> **Referring expression pointing data**:
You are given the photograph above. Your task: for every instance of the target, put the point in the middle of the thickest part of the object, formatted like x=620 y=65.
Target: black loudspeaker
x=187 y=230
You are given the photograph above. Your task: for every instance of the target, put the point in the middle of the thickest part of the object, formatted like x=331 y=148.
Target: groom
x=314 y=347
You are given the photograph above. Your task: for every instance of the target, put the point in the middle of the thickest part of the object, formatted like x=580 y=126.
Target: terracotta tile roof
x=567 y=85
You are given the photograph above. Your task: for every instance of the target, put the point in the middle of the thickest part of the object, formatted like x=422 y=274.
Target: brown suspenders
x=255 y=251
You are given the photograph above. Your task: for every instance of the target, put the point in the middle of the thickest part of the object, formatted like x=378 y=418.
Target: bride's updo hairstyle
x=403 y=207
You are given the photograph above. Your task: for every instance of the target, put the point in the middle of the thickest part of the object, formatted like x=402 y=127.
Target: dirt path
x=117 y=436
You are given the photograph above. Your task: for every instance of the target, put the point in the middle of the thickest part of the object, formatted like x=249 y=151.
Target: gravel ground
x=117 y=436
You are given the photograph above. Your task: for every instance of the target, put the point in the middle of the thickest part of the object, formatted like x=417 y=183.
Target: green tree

> **TASK GOAL**:
Take the records above and return them exactly as written.

> **SOLUTION TO THIS TASK**:
You are given the photograph above. Your task: for every instance of the target, put the point in the middle of the thickest part of the object, formatted like x=620 y=65.
Target: black loudspeaker
x=187 y=230
You are given the photograph above. Your task: for every instance of the target, put the point in the middle of the thickest part of the object, formatted like x=331 y=148.
Target: groom
x=314 y=347
You are given the photograph above. Your task: for every instance of the target, put the point in the middle of the thickest part of the object, formatted like x=580 y=126.
Target: terracotta tile roof
x=567 y=85
You are given the photograph above. Your task: for every instance of the target, put the point in the middle of the thickest part of the object, formatted like x=422 y=274.
Target: brown suspenders
x=255 y=251
You are given the photograph above. Your task: for every instance of the target, put the point in the middle of the thickest part of the object, formatted like x=378 y=418.
Target: bride's updo hairstyle
x=403 y=207
You are given the photograph above. Your task: for every instance of the target, put the point in the middle of the thickest part of the object, formatted like x=402 y=127.
Target: dirt path
x=117 y=436
You are given the photograph above. Your task: for every instance of the target, put the point in the middle of the thickest part of the object, formatted like x=249 y=151.
Target: gravel ground
x=117 y=436
You are given the photograph above. Your task: for every instance of the target, put the point in the middle of the thickest part of the object, formatted like x=417 y=183.
Target: green tree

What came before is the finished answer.